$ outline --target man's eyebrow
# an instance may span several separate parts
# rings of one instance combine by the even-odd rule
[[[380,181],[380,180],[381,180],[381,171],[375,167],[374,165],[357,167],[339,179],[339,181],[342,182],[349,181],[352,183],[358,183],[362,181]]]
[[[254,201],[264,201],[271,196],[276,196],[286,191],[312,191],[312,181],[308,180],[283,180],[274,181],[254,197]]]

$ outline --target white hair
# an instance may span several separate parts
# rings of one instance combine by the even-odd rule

★ ★ ★ ★

Stated problem. Express each non-blank line of the data above as a row in a Markdown table with the columns Row and Line, numbering the rows in order.

Finished exercise.
| Row | Line |
|---|---|
| 1 | $ outline --target man's eyebrow |
| 2 | # an instance may span several separate parts |
| 3 | # rings of one instance combine by the even-odd rule |
| 4 | [[[380,181],[380,180],[381,180],[381,171],[375,167],[374,165],[357,167],[339,179],[339,181],[342,182],[349,181],[352,183],[358,183],[362,181]]] |
| 5 | [[[254,201],[264,201],[271,196],[276,196],[286,191],[312,191],[312,181],[308,180],[283,180],[274,181],[254,197]]] |
| 6 | $ outline --target white hair |
| 7 | # an instance may span several separate parts |
| 8 | # rings of one instance combine by the even-odd rule |